## [Assignment]
Of all the lines below, return only those starting with the line holding "[point] dry golden" and going on through the line holding "Target: mountain slope", exactly as written.

## [Material provided]
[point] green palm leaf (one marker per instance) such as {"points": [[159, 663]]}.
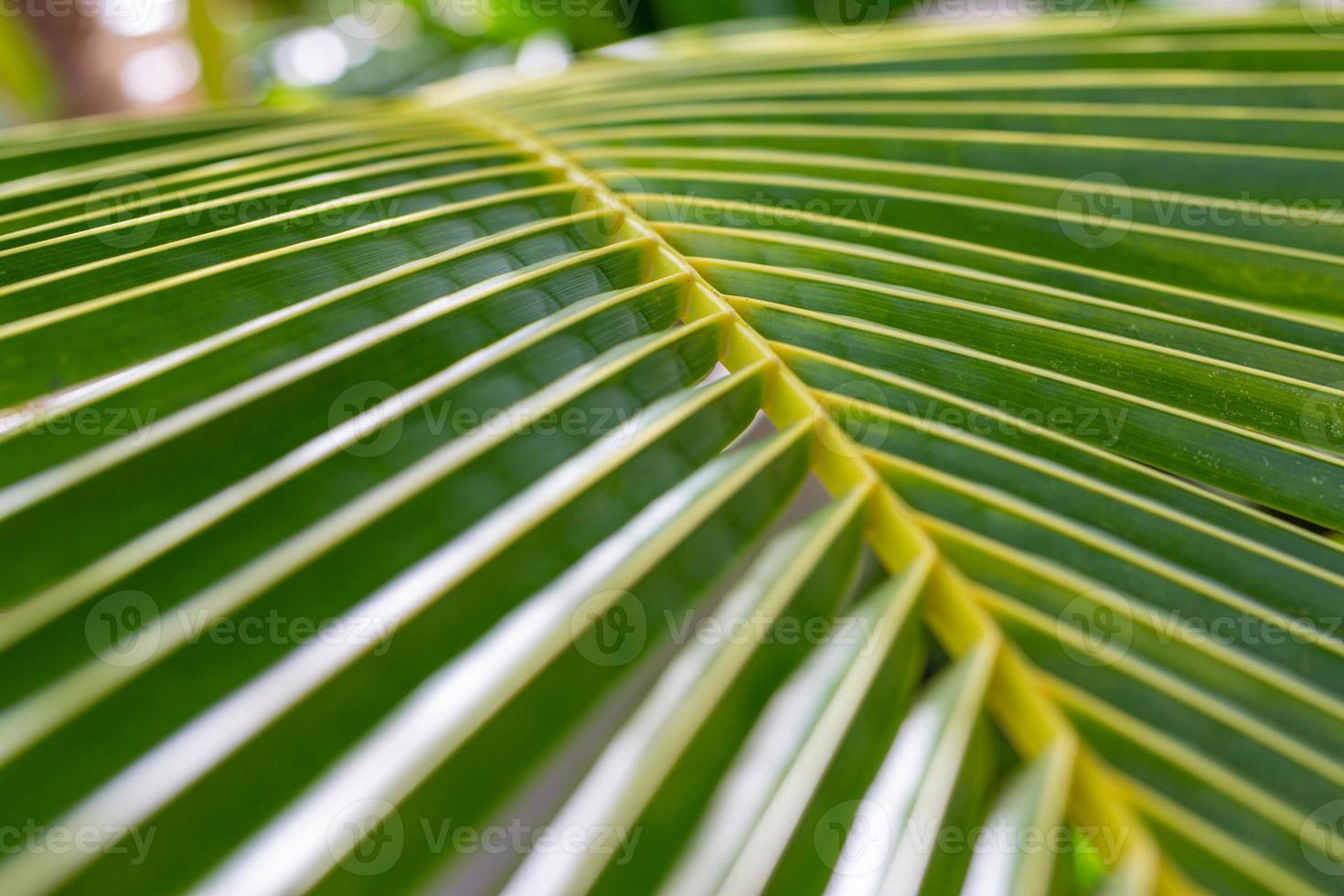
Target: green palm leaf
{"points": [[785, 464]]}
---
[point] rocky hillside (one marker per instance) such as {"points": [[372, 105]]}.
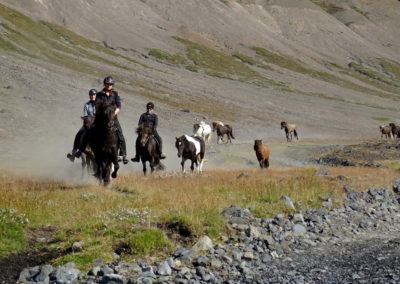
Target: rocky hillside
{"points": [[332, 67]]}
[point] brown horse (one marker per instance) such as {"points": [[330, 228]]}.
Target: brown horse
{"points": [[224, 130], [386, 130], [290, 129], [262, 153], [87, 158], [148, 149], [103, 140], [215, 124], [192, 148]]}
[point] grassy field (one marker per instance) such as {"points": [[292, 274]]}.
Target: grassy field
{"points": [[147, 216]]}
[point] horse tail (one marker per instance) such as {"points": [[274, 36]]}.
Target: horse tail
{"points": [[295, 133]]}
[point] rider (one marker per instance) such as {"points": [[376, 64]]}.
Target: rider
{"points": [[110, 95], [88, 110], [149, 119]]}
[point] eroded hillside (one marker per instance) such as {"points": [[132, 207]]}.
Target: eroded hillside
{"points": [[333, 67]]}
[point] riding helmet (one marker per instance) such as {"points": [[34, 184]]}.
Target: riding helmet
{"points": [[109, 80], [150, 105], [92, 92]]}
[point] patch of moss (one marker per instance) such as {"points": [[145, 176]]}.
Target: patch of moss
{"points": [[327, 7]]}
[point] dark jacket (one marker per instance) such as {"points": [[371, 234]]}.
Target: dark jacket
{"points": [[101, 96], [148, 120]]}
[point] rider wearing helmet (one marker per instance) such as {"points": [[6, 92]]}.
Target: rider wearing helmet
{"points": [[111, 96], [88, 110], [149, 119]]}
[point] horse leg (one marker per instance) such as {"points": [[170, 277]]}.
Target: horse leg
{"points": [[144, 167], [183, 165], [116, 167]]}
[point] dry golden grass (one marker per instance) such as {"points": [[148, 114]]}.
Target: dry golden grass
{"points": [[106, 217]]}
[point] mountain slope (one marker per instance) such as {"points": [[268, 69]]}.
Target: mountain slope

## [Answer below]
[point] dry golden grass (one marker per instance) such as {"points": [[148, 114]]}.
Target: dry golden grass
{"points": [[106, 217]]}
[point] mountain slope (one marker per instance) such as {"points": [[268, 69]]}.
Target: mountain slope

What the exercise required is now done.